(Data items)
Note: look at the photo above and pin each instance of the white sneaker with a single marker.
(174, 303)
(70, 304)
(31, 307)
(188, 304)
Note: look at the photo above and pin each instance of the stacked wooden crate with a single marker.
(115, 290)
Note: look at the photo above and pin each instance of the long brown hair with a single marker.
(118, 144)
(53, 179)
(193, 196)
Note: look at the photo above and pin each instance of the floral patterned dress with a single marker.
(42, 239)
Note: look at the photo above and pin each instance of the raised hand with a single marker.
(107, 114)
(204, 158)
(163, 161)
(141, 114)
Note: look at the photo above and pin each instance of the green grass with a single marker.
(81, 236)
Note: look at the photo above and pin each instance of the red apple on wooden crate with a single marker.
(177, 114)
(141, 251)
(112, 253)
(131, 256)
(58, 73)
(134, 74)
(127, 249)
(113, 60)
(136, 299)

=== Problem statement ===
The full set of entries must be printed again without any alteration.

=== The completed task ===
Note: look at the photo above and pin each instance of the white sneaker with a single marker.
(174, 303)
(70, 304)
(31, 307)
(188, 304)
Note: look at the photo above and pin each instance of the stacked wooden crate with a single marker.
(115, 290)
Note: look at the photo above and pin each instance of the long brown hair with a single marker.
(118, 144)
(53, 179)
(193, 196)
Note: look at the photo above and pin each instance of the floral patterned dress with a single marker.
(42, 239)
Note: look at the photo above and pin each instance of the raised hand with a single marker.
(107, 114)
(204, 158)
(163, 161)
(141, 114)
Note: look at the photo above and pin each instance of the green grass with a single marker.
(81, 236)
Note: look at the photo above and pin each instance of the red apple on wooden crate with a single marker.
(177, 114)
(141, 251)
(112, 253)
(131, 256)
(58, 73)
(134, 74)
(127, 249)
(113, 60)
(136, 299)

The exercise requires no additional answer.